>> start Input material
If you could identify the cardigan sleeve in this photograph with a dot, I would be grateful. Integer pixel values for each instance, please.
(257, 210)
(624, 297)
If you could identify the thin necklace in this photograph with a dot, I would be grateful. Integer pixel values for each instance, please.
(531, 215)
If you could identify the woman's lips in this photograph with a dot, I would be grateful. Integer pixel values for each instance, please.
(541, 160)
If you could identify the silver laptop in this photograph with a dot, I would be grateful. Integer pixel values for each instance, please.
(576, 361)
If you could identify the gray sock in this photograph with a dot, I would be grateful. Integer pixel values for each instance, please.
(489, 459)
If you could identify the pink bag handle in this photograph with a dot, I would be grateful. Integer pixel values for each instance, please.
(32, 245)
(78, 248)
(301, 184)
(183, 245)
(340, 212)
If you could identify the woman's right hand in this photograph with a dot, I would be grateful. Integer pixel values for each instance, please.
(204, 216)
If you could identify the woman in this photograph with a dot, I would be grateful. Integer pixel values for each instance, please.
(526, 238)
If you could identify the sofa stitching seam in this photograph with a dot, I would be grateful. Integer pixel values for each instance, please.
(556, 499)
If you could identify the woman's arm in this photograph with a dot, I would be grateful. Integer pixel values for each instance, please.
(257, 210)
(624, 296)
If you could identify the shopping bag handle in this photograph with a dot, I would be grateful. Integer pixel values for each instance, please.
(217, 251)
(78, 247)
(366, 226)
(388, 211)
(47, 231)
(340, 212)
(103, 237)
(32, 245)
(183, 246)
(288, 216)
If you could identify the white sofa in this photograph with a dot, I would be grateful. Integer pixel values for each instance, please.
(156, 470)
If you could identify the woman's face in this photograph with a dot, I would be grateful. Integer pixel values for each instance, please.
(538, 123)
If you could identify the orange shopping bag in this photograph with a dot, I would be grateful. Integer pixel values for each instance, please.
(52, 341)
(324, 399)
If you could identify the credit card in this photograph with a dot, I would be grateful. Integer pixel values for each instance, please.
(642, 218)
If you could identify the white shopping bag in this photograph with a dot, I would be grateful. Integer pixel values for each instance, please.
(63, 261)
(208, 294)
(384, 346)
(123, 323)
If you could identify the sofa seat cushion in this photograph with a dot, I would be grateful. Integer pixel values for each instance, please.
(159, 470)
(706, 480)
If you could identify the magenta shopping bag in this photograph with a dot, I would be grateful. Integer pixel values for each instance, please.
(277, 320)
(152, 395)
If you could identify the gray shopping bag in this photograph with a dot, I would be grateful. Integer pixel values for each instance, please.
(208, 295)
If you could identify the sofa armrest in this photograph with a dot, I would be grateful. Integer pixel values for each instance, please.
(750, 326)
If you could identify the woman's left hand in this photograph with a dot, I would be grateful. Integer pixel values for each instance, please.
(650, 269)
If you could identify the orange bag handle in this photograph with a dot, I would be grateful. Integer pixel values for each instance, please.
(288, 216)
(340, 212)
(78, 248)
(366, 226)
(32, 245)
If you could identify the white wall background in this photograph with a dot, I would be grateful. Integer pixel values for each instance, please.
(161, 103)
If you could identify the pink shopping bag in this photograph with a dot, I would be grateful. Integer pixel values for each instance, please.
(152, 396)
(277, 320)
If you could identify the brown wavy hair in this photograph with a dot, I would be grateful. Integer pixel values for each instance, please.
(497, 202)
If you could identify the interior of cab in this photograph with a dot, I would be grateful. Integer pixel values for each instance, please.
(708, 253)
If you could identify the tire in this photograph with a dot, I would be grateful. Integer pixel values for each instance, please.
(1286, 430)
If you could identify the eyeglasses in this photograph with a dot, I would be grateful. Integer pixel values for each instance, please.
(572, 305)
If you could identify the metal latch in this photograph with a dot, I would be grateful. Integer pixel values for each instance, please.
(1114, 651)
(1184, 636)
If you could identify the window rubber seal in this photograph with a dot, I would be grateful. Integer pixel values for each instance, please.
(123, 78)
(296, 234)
>> end Input material
Requirement >>
Repeat word for word the stretch of lines above from the one containing "If you could identify the brown" through the one containing "(1286, 430)", both ends included.

The reply >>
If you could identify the brown wavy hair in this photograph with a dot, I would be grateful. Integer pixel values for each instance, please.
(497, 202)
If you could identify the interior of cab in this photograph with a dot, I would be grateful. Integer pixel values for each instance, please.
(708, 253)
If you could identify the tire in this photograph with a dot, I would be grateful. Integer pixel values for each instance, please.
(1286, 430)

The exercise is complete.